Task to complete> Copy each item below word for word, reproducing every line without change.

Entries provided>
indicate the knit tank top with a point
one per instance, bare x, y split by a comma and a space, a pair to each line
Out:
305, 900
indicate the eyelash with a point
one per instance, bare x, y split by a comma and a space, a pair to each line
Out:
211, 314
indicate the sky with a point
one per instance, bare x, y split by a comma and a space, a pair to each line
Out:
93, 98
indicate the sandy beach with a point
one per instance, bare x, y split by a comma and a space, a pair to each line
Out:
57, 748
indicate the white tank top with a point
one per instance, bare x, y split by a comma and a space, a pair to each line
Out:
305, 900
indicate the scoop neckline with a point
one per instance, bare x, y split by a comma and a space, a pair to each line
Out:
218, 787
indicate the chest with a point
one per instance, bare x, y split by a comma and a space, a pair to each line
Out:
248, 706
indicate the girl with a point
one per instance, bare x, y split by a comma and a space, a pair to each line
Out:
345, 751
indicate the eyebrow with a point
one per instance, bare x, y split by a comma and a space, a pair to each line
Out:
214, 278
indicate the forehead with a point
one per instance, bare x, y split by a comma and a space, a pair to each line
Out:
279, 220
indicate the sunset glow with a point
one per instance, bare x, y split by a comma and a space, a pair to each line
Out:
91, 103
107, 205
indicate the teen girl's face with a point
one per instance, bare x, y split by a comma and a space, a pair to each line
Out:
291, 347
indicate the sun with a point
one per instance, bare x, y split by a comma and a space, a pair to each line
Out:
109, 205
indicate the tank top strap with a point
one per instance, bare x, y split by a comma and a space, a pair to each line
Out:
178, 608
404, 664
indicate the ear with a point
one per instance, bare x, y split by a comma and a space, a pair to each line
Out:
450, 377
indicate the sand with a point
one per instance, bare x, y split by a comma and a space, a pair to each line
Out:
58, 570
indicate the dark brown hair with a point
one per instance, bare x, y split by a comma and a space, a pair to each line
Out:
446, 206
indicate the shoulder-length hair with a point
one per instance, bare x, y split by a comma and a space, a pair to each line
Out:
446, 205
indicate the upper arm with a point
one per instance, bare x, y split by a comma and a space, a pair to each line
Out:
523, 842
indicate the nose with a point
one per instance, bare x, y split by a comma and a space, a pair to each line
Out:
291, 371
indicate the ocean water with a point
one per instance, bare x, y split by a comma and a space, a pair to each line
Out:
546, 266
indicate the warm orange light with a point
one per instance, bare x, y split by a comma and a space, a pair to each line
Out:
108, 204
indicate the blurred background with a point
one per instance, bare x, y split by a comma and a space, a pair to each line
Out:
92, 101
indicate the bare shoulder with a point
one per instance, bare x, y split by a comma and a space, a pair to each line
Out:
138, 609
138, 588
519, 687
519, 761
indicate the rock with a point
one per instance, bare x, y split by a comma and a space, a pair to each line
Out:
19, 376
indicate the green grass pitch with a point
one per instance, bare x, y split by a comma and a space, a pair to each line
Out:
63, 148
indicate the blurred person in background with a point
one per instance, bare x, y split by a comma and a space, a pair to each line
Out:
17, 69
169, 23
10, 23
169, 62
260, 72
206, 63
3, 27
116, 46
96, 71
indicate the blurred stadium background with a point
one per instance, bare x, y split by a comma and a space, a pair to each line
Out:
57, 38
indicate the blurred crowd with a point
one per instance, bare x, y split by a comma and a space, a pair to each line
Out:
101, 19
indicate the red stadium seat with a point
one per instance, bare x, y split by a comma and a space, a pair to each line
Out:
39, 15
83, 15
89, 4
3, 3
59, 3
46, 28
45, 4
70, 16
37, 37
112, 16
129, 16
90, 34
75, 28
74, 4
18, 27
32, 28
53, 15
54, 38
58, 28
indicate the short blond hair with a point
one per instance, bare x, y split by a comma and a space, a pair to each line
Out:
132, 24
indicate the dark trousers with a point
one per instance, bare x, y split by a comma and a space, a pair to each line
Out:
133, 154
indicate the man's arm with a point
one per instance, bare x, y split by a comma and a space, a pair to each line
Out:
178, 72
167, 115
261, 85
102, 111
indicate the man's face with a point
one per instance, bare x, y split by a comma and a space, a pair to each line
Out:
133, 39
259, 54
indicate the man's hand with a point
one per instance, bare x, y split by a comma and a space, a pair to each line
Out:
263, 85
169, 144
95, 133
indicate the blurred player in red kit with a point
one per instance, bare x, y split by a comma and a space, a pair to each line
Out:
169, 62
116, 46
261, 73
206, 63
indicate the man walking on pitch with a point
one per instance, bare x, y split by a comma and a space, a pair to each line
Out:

Output for this task>
indicate the knit tank top with a point
one per instance, bare x, y split by a comma and a space, a pair to each line
Out:
305, 900
indicate the eyelash with a point
one per instance, bare x, y split by a comma and a space, a pair to each line
Out:
211, 314
indicate the sky with a point
one per instance, bare x, y split by a comma and a space, a pair to each line
Out:
93, 98
indicate the sandy beach with a point
one per instance, bare x, y split by a comma and a space, a pair to each line
Out:
57, 748
indicate the white tank top with a point
one per instance, bare x, y split by a comma and a space, a pair to each line
Out:
305, 900
indicate the scoop neckline with a point
one per instance, bare x, y split by a comma and a space, a pair to each line
Out:
218, 787
indicate the chest with a point
one per instance, bare x, y split by a comma and a space, a pair to each line
Out:
248, 706
indicate the girl with a point
one per instance, bare x, y split by a comma and a space, a pair to each line
Out:
345, 751
indicate the eyebrow with a point
one per instance, bare x, y split by a comma and a space, a pair to each line
Out:
214, 278
indicate the forehead with a point
one per instance, bare x, y split by a comma and a space, a pair to each line
Out:
279, 220
indicate the sunset glow with a point
one per instance, bare x, y split by a comma and a space, a pair to each line
Out:
91, 103
107, 205
indicate the teen girl's face with a point
one per instance, bare x, y split by a comma and a space, a pair to each line
Out:
291, 347
indicate the sun with a point
one per instance, bare x, y split by a comma and a space, a pair to each line
Out:
109, 205
indicate the tank top strap with a point
one per instance, bare x, y split by a comma and a space, a pair to each line
Out:
178, 608
404, 664
indicate the ear with a point
one per instance, bare x, y split by a comma and a space, a pair to each line
Out:
450, 377
indicate the sand with a point
one per instance, bare x, y split by a comma and a space, a pair to each line
Out:
58, 570
indicate the dark brown hair with a point
one per instance, bare x, y split by a comma and a space, a pair to each line
Out:
446, 206
indicate the shoulder-length hair with a point
one per instance, bare x, y split by a comma and a space, a pair to each line
Out:
446, 205
indicate the upper arm with a point
one per instance, bare x, y split by a comma and a space, a pair to each line
Out:
523, 842
indicate the nose with a point
one per instance, bare x, y split by a comma and a space, a pair to each line
Out:
291, 371
indicate the ocean water with a point
one per instance, bare x, y split by a comma and a space, a pair to each line
Out:
546, 266
indicate the warm orange light with a point
one per instance, bare x, y split by a comma and a space, a pair to each line
Out:
108, 204
indicate the blurred background with a point
one per instance, bare x, y split by a comma and a space, a pair to each line
Out:
92, 101
indicate the bare shoulder with a point
one per instance, bare x, y split by a comma and a space, a pair to each line
Out:
138, 609
138, 588
519, 687
519, 761
indicate the rock with a point
one per instance, bare x, y split by a comma and a space, a pair to each line
Out:
19, 376
indicate the green grass pitch with a point
one per instance, bare x, y split by a comma and a space, a pair to each line
Out:
63, 148
indicate the blurred person in background with a point
one per instance, bare x, y split by a comma and a space, a pair to each line
Out:
17, 69
169, 23
10, 23
169, 62
260, 72
206, 63
3, 27
116, 46
96, 71
indicate the blurred stadium background with a point
one per instance, bare x, y split by a comma and a space, a pair to each line
Out:
57, 38
indicate the blurred crowd with a point
one per instance, bare x, y split by a comma and a space, a pair to each line
Out:
101, 19
indicate the red stadium seat with a point
one per instance, bare x, y split by a comma and a space, a pair to each line
Out:
39, 15
83, 15
89, 4
3, 3
59, 3
46, 28
45, 4
70, 16
37, 37
112, 16
129, 16
90, 34
75, 28
74, 4
18, 27
32, 28
53, 15
54, 38
58, 28
indicate the short blond hair with a point
one per instance, bare x, y split by a comma and a space, a pair to each line
Out:
132, 24
indicate the dark trousers with a point
one per instance, bare x, y split by a comma and a space, a pair to each line
Out:
133, 154
indicate the man's arm with a point
one per instance, bare x, y split by a comma and a space, a pair to each line
Out:
178, 72
167, 115
261, 85
102, 111
indicate the man's face with a point
one per instance, bare x, y split by a comma and a space, a pair to each line
Out:
133, 39
259, 54
indicate the man's hand with a point
one per instance, bare x, y split by a comma and a space, a pair to each line
Out:
263, 85
169, 144
95, 133
indicate the blurred player in red kit with a point
one per instance, bare x, y split by a comma and a space, a pair to each line
Out:
169, 62
116, 46
261, 73
206, 63
indicate the man walking on pitch with a point
one per instance, bare x, y split by a comma and a space, a pair to each line
Out:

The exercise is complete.